#### Input ####
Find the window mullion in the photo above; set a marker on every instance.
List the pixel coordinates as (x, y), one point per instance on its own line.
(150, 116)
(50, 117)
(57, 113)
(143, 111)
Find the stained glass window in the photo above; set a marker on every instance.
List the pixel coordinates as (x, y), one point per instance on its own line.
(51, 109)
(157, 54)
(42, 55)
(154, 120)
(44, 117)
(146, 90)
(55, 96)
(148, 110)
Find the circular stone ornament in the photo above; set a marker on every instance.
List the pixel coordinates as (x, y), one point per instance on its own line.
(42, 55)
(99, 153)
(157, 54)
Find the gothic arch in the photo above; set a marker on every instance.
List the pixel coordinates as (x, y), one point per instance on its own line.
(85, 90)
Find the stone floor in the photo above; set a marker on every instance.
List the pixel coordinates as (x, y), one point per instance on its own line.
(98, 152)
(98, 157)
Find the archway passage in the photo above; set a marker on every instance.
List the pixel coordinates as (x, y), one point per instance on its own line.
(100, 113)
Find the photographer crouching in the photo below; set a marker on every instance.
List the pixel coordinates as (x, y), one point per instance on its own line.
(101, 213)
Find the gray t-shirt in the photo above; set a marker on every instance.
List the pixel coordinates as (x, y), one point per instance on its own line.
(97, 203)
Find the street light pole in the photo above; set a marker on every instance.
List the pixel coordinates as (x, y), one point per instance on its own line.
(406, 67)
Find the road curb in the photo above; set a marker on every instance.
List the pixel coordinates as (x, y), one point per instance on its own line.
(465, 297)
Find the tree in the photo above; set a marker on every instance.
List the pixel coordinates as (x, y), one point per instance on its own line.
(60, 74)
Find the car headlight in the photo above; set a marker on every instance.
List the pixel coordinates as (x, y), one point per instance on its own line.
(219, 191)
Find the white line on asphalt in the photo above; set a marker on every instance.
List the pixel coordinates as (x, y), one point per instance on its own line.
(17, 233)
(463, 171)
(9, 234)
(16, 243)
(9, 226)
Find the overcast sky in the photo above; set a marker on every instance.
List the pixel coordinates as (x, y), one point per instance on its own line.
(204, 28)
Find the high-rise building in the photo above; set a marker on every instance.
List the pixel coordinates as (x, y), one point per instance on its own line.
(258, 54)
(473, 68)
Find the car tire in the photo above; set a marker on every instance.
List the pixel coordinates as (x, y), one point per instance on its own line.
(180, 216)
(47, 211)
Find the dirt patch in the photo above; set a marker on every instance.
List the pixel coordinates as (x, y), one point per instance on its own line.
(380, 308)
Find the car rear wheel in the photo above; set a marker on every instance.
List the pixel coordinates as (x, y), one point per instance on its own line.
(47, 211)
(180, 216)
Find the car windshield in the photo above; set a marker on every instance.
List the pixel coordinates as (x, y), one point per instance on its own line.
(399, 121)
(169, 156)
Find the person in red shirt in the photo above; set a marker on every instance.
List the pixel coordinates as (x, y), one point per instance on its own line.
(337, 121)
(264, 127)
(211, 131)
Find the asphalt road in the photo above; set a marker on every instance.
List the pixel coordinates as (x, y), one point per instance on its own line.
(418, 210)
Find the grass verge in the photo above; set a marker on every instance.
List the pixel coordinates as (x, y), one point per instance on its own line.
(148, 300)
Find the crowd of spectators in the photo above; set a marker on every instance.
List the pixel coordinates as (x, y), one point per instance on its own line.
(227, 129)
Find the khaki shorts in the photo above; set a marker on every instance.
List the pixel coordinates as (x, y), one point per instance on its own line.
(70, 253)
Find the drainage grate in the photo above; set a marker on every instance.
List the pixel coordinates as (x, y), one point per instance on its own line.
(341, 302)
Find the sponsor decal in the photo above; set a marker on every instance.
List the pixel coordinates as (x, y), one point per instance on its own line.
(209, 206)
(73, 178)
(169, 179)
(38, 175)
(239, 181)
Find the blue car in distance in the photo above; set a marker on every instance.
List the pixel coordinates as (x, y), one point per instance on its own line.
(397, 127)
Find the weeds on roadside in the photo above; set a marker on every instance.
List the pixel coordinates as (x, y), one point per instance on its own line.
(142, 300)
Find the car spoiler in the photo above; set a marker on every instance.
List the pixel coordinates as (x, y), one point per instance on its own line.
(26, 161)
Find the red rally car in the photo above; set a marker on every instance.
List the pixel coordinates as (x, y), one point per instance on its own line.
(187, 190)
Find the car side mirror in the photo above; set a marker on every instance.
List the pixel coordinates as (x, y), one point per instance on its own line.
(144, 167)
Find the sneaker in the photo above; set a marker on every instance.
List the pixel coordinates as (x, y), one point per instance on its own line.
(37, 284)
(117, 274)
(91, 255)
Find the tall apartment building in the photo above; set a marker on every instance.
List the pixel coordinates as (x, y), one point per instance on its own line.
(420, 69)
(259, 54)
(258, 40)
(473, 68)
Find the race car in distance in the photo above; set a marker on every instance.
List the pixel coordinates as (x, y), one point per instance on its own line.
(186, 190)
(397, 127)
####
### To do
Every line above is to be duplicated exactly as shown.

### Response
Find the window mullion in the photo above; set a marker on every instance.
List the pixel coordinates as (x, y), one point per instance on its own line.
(150, 116)
(50, 117)
(57, 113)
(143, 111)
Find the stained glass window in the photo above; set a marker on every instance.
List the pixel coordinates as (x, y), one point per instance on its own line.
(51, 109)
(157, 54)
(42, 55)
(154, 120)
(44, 117)
(146, 90)
(55, 96)
(148, 110)
Find the circular stone ornament in the photo above; set a marker on every instance.
List the pixel coordinates as (x, y), one point per instance on its own line.
(42, 55)
(99, 153)
(157, 54)
Find the gothic arch in the photo above; set a marker on every instance.
List the pixel coordinates as (x, y), one point per instance on its own line.
(85, 90)
Find the stone floor in the photo above; set a marker on every instance.
List the pixel coordinates as (x, y), one point per instance on its own line.
(98, 152)
(98, 157)
Find the archway passage in the photo above; set a marker on every instance.
List the pixel coordinates as (x, y), one point per instance on its own line.
(100, 113)
Find the photographer crouching in the photo below; set a marker on every instance.
List the pixel coordinates as (x, y), one point per instance on its own line.
(101, 213)
Find the gray t-shirt in the photo above; set a marker on every instance.
List the pixel coordinates as (x, y), one point per instance on its own line.
(97, 203)
Find the street light pole in the photo above; set a marker on every instance.
List the pixel coordinates as (x, y), one point per instance on its own line.
(406, 67)
Find the road curb in the photo above; set a marker on every instance.
List the pixel coordinates as (x, y), one point per instance on its own line.
(465, 297)
Find the tree in the photo above; set a marker on every instance.
List the pixel coordinates as (x, y), one point per instance on its own line.
(60, 74)
Find the car headlight in the photo above; set a marker on every instance.
List the pixel coordinates as (x, y), one point per instance on its own line.
(219, 191)
Find the white line on asphalt in the photo above; set a marker on every instance.
List the pixel coordinates as (x, y), one point per instance on its own line.
(17, 233)
(463, 171)
(9, 234)
(16, 243)
(9, 226)
Find the overcast sky in the photo above; set a marker on every instance.
List the pixel coordinates as (x, y), one point per instance on its own line.
(204, 28)
Find the high-rise building in the photo above; set a marker on every instance.
List the pixel coordinates as (x, y), one point per instance on its own line.
(258, 54)
(473, 68)
Find the car tire in the photo above; set a marker on every instance.
List the pixel coordinates as (x, y), one point per instance on its own line.
(180, 216)
(47, 211)
Find the dirt patch in the photo above; set a marker on every instance.
List the pixel coordinates as (x, y), one point per instance on its own line.
(380, 308)
Find the car rear wheel in the photo above; set a marker on every instance.
List the pixel coordinates as (x, y), one point per instance on its own line.
(47, 211)
(180, 216)
Find the car windshield in the photo above; set a marker on every instance.
List the pixel coordinates as (x, y), one point per instance on its own line.
(399, 121)
(169, 156)
Find the person in red shirt in the photo above; set a marker on every instance.
List the pixel coordinates as (x, y), one point per instance on its own line.
(337, 121)
(264, 127)
(211, 131)
Find the asphalt road in the photo above; set a marker on every instance.
List the pixel coordinates as (x, y), one point per instance on its own line.
(418, 210)
Find the grass verge in the photo above; set a marker on every instance.
List the pixel coordinates as (x, y), one point per instance on its own line.
(148, 300)
Find the crowd of spectators in the photo above; set a marker on every instance.
List the pixel coordinates as (x, y), one point per instance on its own line.
(227, 129)
Find the khaki shorts in the photo above; set a marker on every instance.
List the pixel coordinates as (x, y), one point per instance on its own line.
(70, 253)
Find the drainage grate in the photo above; set a marker on every instance.
List the pixel coordinates as (x, y), one point per instance on its own line.
(341, 302)
Find the sponsor decal in the photo above; set a marker on every instance.
List the pixel coordinates as (x, y), one point per instance on its own line.
(209, 206)
(73, 178)
(169, 179)
(38, 175)
(239, 181)
Find the blue car in distance in the photo above; set a marker on every instance.
List the pixel coordinates as (x, y), one point per instance on its own line.
(397, 127)
Find the weeds on roadside in the photo above; set a marker on every instance.
List the pixel coordinates as (x, y), one point per instance on its own line.
(142, 300)
Find the car spoiler in the photo above; set a marker on every instance.
List the pixel coordinates as (x, y), one point per instance on its own line.
(26, 161)
Find the red rally car in the photo above; set a marker on every instance.
List the pixel coordinates as (x, y), one point per instance on its own line.
(187, 190)
Find the car side mirror in the photo above; set a marker on every instance.
List the pixel coordinates as (x, y), one point per instance on its own line.
(144, 167)
Find the sneaker in the photo above; set a marker on every instance.
List the pixel coordinates as (x, y), one point per instance on its own line.
(37, 284)
(117, 274)
(91, 255)
Find the tall apartment building in the photo above; set a marker on every instance.
List the pixel coordinates as (x, y), one point per instance on its own line.
(420, 69)
(259, 54)
(258, 40)
(473, 68)
Find the race car in distance in the photo above; set a marker on every instance.
List the pixel coordinates as (x, y), one point per instance on its own line.
(186, 190)
(397, 127)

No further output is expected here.